__CONSEGNA__. Ricopia per favore tutto il testo sul silenzio delle donne italiane, parola per parola, senza modificare nulla.

__TESTO DELLA PAGINA__.
· · · · ·
Pochi si rendono conto che uno degli strumenti per controllare le masse è il sistema fiscale e l’attuale crisi finanziaria. Le donne ed i giovani sono le vittime “eccellenti” da sacrificare per rendere inoffensivo il punto di intolleranza che divide l’illusione di esseri liberi dalla certezza di non esserlo.
Il silenzio delle donne italiane (e non mi riferisco alle poche consapevoli del procedimento dissolutorio della società “civile” che si sta perpretando a livello globale) non è un’anomalia ma la conseguenza psicologica dell’illusione di una democrazia inesistente.
Le donne italiane tacciono perché è stata tolta loro anche la responsabilità morale di gestire il privato. Vessati economicamente i cittadini non possono godere una vita di reale benessere e trascorrono la maggior parte del tempo a far quadrare i conti. E’ importante che i cittadini non pensino e soprattutto che le donne non si evolvino. Le donne sono un elemento della popolazione sovversivo con l’ossessione di proteggere il futuro. Private dei beni essenziali (lavoro, famiglia, istruzione, informazione, etc.) saranno sempre più disposte ad accettare patti moralmente illeciti pur di sopravvivere. Nel mentre il silenzio.
· · · · ·
__INFORMAZIONI__.

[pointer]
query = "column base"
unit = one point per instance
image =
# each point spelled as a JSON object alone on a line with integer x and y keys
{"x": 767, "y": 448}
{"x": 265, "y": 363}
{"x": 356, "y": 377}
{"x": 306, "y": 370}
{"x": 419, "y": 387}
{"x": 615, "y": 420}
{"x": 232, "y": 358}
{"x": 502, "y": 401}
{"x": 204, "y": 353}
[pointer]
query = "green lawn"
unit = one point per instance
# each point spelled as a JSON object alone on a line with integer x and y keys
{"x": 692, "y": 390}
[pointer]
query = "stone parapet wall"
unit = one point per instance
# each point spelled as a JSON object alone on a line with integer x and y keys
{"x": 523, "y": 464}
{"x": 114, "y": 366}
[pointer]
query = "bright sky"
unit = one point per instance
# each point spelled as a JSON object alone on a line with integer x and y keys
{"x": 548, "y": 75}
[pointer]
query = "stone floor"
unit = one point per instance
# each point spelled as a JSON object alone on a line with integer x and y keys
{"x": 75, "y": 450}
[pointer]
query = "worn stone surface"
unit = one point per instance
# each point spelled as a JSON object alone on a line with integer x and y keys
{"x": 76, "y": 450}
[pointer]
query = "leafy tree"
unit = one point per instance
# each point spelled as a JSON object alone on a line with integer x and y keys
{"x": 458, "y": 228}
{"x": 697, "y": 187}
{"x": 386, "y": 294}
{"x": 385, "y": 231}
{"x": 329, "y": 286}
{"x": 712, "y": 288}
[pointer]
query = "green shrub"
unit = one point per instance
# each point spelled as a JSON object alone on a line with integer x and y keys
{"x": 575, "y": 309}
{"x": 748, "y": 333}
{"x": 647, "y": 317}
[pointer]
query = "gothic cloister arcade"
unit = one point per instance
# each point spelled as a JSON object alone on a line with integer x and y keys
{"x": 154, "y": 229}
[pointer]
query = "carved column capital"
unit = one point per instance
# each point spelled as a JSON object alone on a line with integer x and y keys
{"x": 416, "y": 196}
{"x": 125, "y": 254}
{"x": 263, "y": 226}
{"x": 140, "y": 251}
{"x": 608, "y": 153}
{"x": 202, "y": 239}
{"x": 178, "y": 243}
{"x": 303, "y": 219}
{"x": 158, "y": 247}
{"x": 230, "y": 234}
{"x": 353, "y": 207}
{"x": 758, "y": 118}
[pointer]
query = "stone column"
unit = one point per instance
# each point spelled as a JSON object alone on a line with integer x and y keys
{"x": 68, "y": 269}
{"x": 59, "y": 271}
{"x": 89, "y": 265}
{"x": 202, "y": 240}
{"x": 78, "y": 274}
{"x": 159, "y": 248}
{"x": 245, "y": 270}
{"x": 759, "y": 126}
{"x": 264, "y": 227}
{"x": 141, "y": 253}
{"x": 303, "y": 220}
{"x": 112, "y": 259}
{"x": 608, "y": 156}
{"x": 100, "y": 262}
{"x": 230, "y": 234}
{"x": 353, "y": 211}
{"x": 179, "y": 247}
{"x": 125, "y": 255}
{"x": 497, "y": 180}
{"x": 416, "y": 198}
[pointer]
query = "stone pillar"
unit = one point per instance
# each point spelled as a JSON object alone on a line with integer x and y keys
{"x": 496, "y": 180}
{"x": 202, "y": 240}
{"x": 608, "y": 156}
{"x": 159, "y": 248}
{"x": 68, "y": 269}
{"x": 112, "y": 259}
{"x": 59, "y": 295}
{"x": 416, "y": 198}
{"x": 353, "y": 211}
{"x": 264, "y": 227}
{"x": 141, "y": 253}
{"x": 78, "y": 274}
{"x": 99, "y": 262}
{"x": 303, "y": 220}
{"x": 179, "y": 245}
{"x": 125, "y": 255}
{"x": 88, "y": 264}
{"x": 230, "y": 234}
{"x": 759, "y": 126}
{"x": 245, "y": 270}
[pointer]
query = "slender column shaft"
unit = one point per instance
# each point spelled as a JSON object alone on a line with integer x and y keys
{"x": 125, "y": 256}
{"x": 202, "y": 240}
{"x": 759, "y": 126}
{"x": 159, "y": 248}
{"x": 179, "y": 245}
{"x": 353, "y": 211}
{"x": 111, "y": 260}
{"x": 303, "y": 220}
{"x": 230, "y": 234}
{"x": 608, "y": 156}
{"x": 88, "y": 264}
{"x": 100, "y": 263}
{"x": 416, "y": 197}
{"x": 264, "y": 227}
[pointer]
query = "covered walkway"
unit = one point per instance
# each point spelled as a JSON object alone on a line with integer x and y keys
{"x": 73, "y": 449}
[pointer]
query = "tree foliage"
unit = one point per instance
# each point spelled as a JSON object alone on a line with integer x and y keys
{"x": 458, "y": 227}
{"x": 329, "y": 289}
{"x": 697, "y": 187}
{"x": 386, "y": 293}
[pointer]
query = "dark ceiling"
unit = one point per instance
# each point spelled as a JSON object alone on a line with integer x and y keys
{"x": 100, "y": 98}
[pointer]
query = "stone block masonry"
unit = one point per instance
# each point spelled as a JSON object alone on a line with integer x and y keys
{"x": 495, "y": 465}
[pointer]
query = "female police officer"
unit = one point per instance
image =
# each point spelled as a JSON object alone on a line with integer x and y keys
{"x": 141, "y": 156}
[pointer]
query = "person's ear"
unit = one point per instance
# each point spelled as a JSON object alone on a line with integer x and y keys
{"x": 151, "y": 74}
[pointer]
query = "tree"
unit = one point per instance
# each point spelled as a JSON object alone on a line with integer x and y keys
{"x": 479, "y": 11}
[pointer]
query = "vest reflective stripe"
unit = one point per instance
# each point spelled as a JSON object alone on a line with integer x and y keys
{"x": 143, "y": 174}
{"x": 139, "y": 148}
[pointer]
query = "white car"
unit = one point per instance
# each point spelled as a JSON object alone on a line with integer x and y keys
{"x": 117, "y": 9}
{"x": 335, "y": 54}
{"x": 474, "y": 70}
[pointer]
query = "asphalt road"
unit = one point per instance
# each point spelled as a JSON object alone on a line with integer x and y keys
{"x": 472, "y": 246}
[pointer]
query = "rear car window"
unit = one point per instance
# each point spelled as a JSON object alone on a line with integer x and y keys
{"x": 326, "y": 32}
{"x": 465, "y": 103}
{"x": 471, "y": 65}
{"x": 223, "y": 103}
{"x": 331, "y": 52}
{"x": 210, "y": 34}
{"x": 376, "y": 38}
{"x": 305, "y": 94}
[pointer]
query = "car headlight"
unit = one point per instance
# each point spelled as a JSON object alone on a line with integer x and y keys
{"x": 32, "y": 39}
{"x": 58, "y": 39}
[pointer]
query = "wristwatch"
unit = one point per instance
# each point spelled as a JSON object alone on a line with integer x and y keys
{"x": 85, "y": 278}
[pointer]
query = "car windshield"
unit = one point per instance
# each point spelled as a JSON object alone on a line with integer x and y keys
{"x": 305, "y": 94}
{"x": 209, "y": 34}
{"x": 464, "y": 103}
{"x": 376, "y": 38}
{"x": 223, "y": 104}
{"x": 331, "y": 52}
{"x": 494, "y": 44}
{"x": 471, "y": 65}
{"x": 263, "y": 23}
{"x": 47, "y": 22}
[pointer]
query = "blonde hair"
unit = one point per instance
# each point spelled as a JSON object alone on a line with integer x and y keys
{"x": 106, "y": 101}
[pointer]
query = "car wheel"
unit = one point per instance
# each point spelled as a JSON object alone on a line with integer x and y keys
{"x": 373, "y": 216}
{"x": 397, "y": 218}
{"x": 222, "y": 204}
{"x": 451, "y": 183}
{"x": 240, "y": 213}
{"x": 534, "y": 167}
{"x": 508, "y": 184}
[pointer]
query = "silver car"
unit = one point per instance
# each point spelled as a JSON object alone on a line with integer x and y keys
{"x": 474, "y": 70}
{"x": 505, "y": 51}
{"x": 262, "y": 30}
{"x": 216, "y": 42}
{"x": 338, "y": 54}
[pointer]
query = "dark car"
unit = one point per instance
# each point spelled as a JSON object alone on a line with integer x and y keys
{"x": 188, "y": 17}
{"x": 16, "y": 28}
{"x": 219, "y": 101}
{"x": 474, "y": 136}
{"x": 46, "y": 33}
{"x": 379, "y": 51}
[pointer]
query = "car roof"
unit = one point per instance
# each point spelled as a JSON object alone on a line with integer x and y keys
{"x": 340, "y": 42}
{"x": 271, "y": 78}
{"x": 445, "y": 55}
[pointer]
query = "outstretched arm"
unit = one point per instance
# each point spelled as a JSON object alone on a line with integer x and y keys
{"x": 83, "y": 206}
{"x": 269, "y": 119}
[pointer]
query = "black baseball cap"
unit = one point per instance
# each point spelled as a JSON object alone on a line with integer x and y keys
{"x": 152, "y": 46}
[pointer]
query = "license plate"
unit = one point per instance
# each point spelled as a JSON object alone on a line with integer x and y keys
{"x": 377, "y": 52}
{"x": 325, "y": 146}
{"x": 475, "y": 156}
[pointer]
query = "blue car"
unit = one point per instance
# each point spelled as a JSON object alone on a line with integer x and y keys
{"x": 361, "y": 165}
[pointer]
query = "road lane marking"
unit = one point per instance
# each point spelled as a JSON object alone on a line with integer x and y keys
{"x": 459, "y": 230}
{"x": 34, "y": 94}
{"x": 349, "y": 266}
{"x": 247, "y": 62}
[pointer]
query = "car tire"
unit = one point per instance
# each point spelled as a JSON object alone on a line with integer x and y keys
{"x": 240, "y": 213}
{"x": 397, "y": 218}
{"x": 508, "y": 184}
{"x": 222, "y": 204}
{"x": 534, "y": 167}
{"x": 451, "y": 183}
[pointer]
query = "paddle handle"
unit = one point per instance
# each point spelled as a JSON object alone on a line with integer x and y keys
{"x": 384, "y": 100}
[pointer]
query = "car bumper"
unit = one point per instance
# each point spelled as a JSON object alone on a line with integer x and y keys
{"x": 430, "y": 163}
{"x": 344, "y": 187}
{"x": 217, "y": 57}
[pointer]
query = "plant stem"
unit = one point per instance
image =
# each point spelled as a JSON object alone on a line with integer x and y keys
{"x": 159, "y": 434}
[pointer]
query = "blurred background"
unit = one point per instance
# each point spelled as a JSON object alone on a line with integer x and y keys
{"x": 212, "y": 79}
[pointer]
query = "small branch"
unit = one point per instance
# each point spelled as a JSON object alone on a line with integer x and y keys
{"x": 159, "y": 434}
· · · · ·
__SOLUZIONE SCRITTA__.
Pochi si rendono conto che uno degli strumenti per controllare le masse è il sistema fiscale e l’attuale crisi finanziaria. Le donne ed i giovani sono le vittime “eccellenti” da sacrificare per rendere inoffensivo il punto di intolleranza che divide l’illusione di esseri liberi dalla certezza di non esserlo.
Il silenzio delle donne italiane (e non mi riferisco alle poche consapevoli del procedimento dissolutorio della società “civile” che si sta perpretando a livello globale) non è un’anomalia ma la conseguenza psicologica dell’illusione di una democrazia inesistente.
Le donne italiane tacciono perché è stata tolta loro anche la responsabilità morale di gestire il privato. Vessati economicamente i cittadini non possono godere una vita di reale benessere e trascorrono la maggior parte del tempo a far quadrare i conti. E’ importante che i cittadini non pensino e soprattutto che le donne non si evolvino. Le donne sono un elemento della popolazione sovversivo con l’ossessione di proteggere il futuro. Private dei beni essenziali (lavoro, famiglia, istruzione, informazione, etc.) saranno sempre più disposte ad accettare patti moralmente illeciti pur di sopravvivere. Nel mentre il silenzio.